* [Exercise instructions]
Set the data down again, exactly as it reads, but without the pictures.

* [Given data]

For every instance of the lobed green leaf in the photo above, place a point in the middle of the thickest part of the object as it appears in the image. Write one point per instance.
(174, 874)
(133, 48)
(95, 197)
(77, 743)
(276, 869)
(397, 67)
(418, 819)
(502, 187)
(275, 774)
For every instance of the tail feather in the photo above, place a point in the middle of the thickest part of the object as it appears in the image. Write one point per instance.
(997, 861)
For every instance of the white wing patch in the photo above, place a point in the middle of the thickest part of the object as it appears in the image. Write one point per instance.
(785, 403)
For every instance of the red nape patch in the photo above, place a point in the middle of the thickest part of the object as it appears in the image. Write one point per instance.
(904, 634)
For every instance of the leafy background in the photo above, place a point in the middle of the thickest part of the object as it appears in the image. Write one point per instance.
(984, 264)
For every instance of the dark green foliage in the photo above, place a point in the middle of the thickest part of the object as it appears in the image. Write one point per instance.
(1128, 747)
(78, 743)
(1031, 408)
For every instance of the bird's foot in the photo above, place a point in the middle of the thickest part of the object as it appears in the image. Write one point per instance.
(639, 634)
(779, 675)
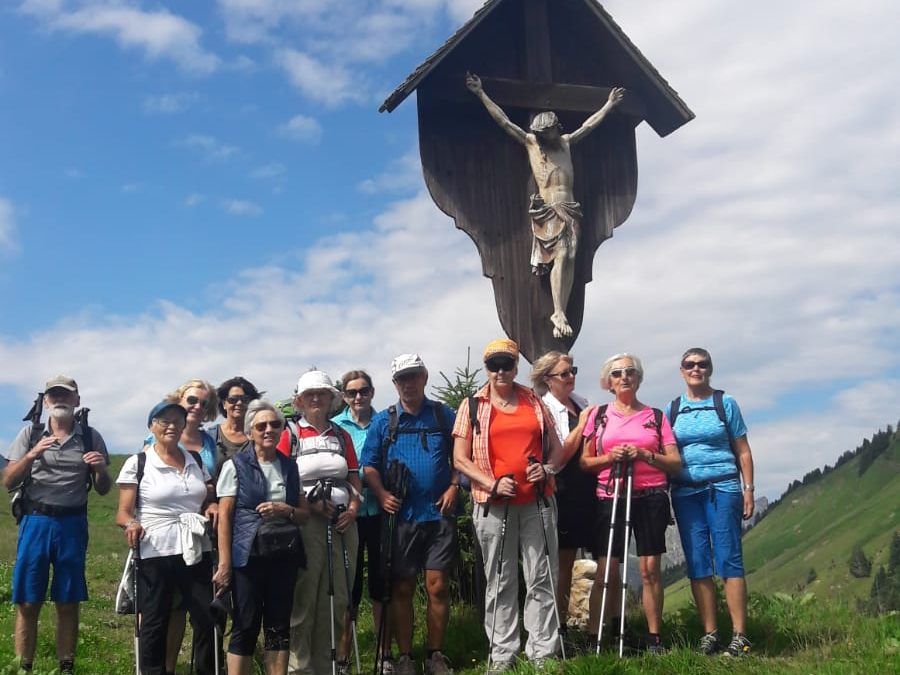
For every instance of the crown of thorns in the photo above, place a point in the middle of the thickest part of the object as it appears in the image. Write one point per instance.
(544, 121)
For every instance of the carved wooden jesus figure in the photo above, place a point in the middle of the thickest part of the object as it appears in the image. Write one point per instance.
(555, 215)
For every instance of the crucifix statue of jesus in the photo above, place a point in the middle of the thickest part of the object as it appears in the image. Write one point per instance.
(555, 215)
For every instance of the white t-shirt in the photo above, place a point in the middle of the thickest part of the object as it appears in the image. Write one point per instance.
(319, 457)
(165, 493)
(227, 485)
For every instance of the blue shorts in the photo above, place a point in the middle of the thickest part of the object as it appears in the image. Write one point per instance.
(710, 532)
(45, 540)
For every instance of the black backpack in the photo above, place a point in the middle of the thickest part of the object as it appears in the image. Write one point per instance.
(600, 419)
(443, 428)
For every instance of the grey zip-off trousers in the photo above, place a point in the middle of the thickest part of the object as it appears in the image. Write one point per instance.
(523, 536)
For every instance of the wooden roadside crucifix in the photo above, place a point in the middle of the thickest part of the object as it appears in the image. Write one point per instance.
(547, 207)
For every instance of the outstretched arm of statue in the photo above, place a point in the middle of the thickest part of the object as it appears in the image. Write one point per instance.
(615, 97)
(473, 82)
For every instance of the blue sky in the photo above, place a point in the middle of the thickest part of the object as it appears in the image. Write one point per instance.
(202, 189)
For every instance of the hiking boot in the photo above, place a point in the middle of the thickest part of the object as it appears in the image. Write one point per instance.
(544, 662)
(438, 664)
(500, 667)
(404, 665)
(655, 645)
(709, 643)
(739, 646)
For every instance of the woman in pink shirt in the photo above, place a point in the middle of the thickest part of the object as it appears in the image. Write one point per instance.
(628, 431)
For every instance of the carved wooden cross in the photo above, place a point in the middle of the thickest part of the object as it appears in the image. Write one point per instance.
(481, 177)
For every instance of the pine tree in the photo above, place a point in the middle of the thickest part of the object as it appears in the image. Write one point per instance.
(860, 565)
(894, 558)
(466, 384)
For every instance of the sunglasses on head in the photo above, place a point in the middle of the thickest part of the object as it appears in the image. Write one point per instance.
(496, 364)
(274, 425)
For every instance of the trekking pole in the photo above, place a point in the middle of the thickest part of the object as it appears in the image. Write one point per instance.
(499, 564)
(616, 473)
(393, 482)
(216, 655)
(387, 550)
(541, 502)
(629, 475)
(135, 571)
(351, 608)
(329, 539)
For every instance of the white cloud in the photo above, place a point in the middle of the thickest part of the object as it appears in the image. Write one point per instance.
(8, 242)
(169, 104)
(158, 34)
(301, 128)
(330, 84)
(273, 170)
(241, 207)
(402, 175)
(210, 147)
(764, 230)
(401, 264)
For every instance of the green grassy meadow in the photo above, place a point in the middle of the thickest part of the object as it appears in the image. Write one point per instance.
(816, 527)
(806, 632)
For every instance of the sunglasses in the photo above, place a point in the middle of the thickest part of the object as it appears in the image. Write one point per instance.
(274, 425)
(165, 424)
(506, 363)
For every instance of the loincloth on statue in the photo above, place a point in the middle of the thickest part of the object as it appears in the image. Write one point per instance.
(551, 225)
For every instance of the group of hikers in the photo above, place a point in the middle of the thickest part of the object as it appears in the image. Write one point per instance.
(270, 519)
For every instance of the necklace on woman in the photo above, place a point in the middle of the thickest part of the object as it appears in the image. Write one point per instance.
(624, 407)
(501, 402)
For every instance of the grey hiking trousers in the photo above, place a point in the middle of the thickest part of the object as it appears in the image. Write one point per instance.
(523, 537)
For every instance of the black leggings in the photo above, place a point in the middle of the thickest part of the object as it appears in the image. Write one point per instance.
(263, 593)
(369, 528)
(158, 580)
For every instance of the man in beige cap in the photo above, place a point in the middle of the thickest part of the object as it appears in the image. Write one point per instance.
(56, 466)
(415, 433)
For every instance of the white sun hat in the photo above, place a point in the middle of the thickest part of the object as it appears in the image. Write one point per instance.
(315, 380)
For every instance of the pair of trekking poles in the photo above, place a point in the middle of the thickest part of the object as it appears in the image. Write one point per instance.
(396, 481)
(541, 502)
(135, 572)
(323, 490)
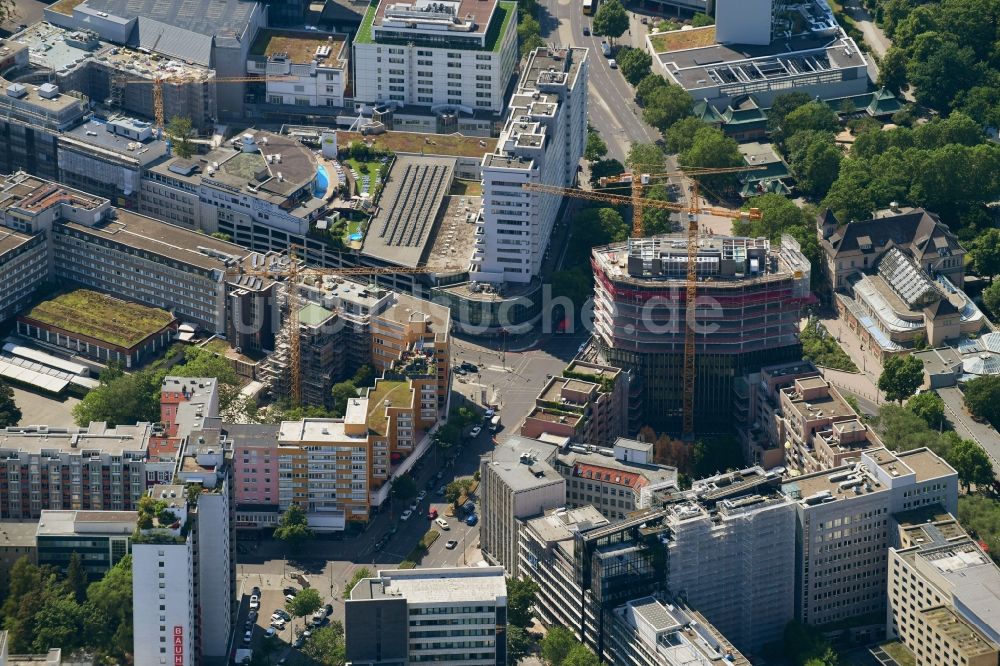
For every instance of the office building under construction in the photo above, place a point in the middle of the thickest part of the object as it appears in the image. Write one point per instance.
(749, 299)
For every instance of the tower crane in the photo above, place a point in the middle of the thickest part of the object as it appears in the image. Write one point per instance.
(292, 273)
(158, 81)
(693, 209)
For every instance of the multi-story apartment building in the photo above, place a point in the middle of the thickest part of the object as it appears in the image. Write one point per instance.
(184, 568)
(587, 404)
(24, 264)
(615, 481)
(666, 632)
(517, 482)
(942, 601)
(846, 524)
(140, 259)
(823, 430)
(546, 555)
(91, 468)
(541, 143)
(756, 292)
(451, 54)
(410, 616)
(310, 68)
(735, 517)
(757, 410)
(324, 466)
(100, 538)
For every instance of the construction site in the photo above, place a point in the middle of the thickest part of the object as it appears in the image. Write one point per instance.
(749, 300)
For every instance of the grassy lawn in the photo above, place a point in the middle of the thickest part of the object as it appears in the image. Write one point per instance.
(467, 188)
(683, 39)
(95, 315)
(900, 653)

* [Problem solution]
For every instance of the lobed green leaf in the photo above, place a point in the middle of the thickest part of the object as it appears in the image. Write one point per instance.
(174, 874)
(133, 48)
(95, 197)
(77, 743)
(276, 869)
(397, 67)
(418, 819)
(502, 187)
(275, 774)
For every instance of the tail feather in the photo above, place a point in the middle of the thickest part of the object as it appears in the image. Write one point per instance.
(997, 861)
For every instance of the white wing patch in the photo above, place a point in the middle of the thickest part of the object as it appears in the image. Write one point per instance.
(785, 403)
For every instance of the red nape patch in the photo above, place a point in the middle of the thickest part of the object as it appears in the image. Write one point per instance.
(904, 634)
For every instance of the leafy background in the photo above, place a point in the middle of the thickest part of the object as it appears in the image. Write one point per instance.
(984, 264)
For every instance of the dark green foliage in the photo above, place a point in the middle of the thickest part of the object as it appears in the image. Write one point per instance.
(1128, 747)
(78, 743)
(1031, 408)
For every instance of the bird's foot in the photo above, place a point in the middle of the thickest part of the object as it appears in the image. Write one point per instance.
(639, 634)
(779, 675)
For every instance of the crown of thorns in the photo above, place a point in the middle of the thickest part of the object as it appears in the image. Write one point per instance.
(544, 121)
For every instance of the carved wooden jesus figure in the photo above, place a point in the middle of the thickest part of the object as it appears in the image. Write one point per instance.
(555, 215)
For every instance of the crucifix statue of jesus in the photo above, place a point in the middle of the thickest part of the object as it appears in the image. Write one point per instance.
(555, 215)
For every instance of the white t-shirt in the photo above, place a point in the middle of the thickest part of the object as it appears in the image. Write one point per instance.
(319, 457)
(165, 493)
(227, 485)
For every instance of the blue shorts in the photo above, place a point in the middle of the thickest part of the object as it appears in the image. Write one point per instance.
(710, 532)
(45, 540)
For every instance of the black backpack in the photo above, place a point in the middle of the thickest part of the object as it appears in the image. Write one point per instance.
(600, 419)
(443, 428)
For every instance of the grey zip-off trousers in the photo above, place a point in the middle of the thickest part of the object as it appears in the image. Write one point per instance.
(523, 536)
For every instance of the wooden roadside crucifix in the photo above, place a point in the middle of the thickest part of the object as it appears in the image. Write one point per instance.
(547, 207)
For every instance of the outstretched arm of statue in the photo above, place a point in the middle of the thickest part of the object as it appears in the image. Write one point per instance.
(615, 97)
(473, 82)
For every instance of the blue sky in the photo above, place a point in the middle of the thickest part of the object as it appears in the image. Write one point per instance.
(202, 189)
For every instance of the hiking boot in the photo above, place a point in the middle of the thickest part of the object as it appears in the image. Write one point per instance.
(544, 662)
(438, 664)
(500, 667)
(404, 665)
(655, 645)
(709, 643)
(739, 646)
For every instance of the woman in pink shirt in the photo above, place a point in the middle of the thickest part of the object as it appears in the image. Write one point per instance.
(628, 431)
For every instance of the carved wooden cross in the photo above, place a point in the middle of the thickest part of the object as it appears in the image. Write one point per instance.
(481, 177)
For every instance of the pine tree in the photo above, place a point in the middle of the thickest part of the object as it appears in the image. Write one point per instance.
(860, 565)
(894, 558)
(466, 384)
For every instance of the sunglasses on head in the photo above, place a point in the middle of the thickest part of the object as it appears in the image. Write one point per instance.
(496, 364)
(274, 425)
For every instance of the trekking pole in the photo above, place a point in the middle of the thickest part of the object as it appears in the image. Write one point per instance.
(499, 564)
(616, 473)
(393, 482)
(216, 655)
(387, 550)
(541, 502)
(629, 475)
(135, 571)
(351, 608)
(329, 539)
For every instance of the white cloud in the photo above, place a point in the middle of the thickest part of the object as it appears in the image. Write one point per instance.
(8, 242)
(169, 104)
(158, 34)
(301, 128)
(330, 84)
(273, 170)
(241, 207)
(402, 175)
(210, 147)
(764, 230)
(401, 264)
For every instance of the green grassy meadow in the photo above, place a point in the middle of the thickest part of the object as it appears in the image. Write one point per instance.
(816, 527)
(806, 632)
For every instance of the sunglasses in the photo above, place a point in the middle of the thickest part of the object as it appears in the image. Write one point per instance.
(274, 425)
(165, 424)
(506, 363)
For every instance of the loincloth on statue in the photo above, place a point in the middle of the thickest part of the object as it appears in the image. Write one point per instance.
(551, 225)
For every instance of the group of hikers in the photo above, place a point in the middle of the thickest part of the object as it appears in the image. Write one point per instance.
(270, 519)
For every instance of the necklace on woman in the photo above, place a point in the middle of the thickest part of the object as it appears in the image. Write one point per instance.
(624, 407)
(501, 402)
For every instance of the grey hiking trousers in the photo above, place a point in the middle of the thickest part of the object as it appears in the image. Write one point per instance.
(523, 537)
For every instance of the black leggings in the photo above, place a point in the middle of the thickest part of the object as it appears in the image. Write one point per instance.
(263, 593)
(369, 528)
(158, 580)
For every instance of the man in beige cap in the photo above, place a point in the middle of the thickest part of the object as it appears in the image. Write one point per instance.
(56, 466)
(415, 433)
For every instance of the white sun hat in the photo above, place a point in the middle of the thickest part of the object as it appears in the image. Write one point per instance.
(315, 380)
For every instance of the pair of trekking poles in the photo above, place a point in the middle of the thickest part of the object as it appears in the image. Write one point per instance.
(396, 481)
(541, 502)
(135, 572)
(323, 490)
For every instance of the office building under construction in the photo above, place a point in the middle of the thickest part of the object as it appears in the image. Write one point per instance.
(749, 299)
For every instance of the tower crane in the photo above, place a point in the middle of the thickest part of the object as it appears in the image. Write one point per instance.
(292, 273)
(158, 81)
(693, 209)
For every instance of the multi-story apartment building in the photo above, place a point in the middle of the thickest part of the object as it appears in the image. Write one point per instance.
(184, 568)
(587, 404)
(24, 264)
(615, 481)
(666, 632)
(517, 482)
(942, 601)
(846, 524)
(140, 259)
(823, 430)
(546, 555)
(91, 468)
(541, 143)
(756, 292)
(451, 54)
(410, 616)
(310, 68)
(735, 517)
(757, 410)
(324, 466)
(100, 538)
For every instance of the construction site in the photo above, place a point in the middle of the thickest part of the object as it appears in the image. Write one point per instance.
(749, 300)
For every instance of the grassy lawn in the photo above, place a point in the middle of the thickest part of the object as it appears in the image. Write one point per instance.
(467, 188)
(683, 39)
(95, 315)
(900, 653)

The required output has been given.